▸ **TASK STATEMENT**: Output each line of the records below as a numbered list, skipping blank lines and leaving the pictures out.

Photo object pointing records
● ● ● ●

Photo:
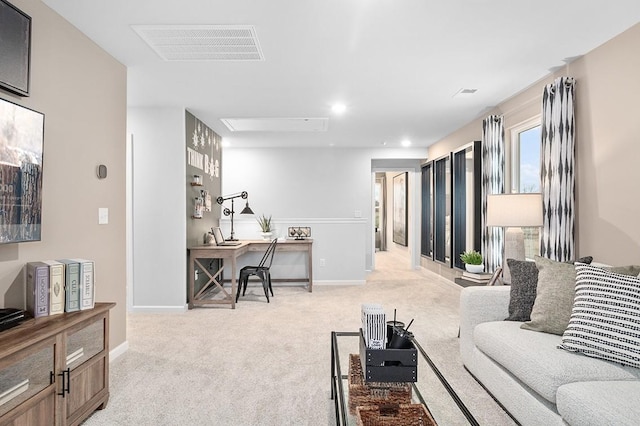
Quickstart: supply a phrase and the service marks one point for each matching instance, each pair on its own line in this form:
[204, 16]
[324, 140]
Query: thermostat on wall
[101, 171]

● ● ● ●

▸ **THE OUTPUT**:
1. Photo:
2. Quickstart: supply a phrase and the service marks one point for each matching instance, each pair on its own line in this form:
3. [204, 16]
4. [324, 140]
5. Query: thermostat on wall
6. [101, 171]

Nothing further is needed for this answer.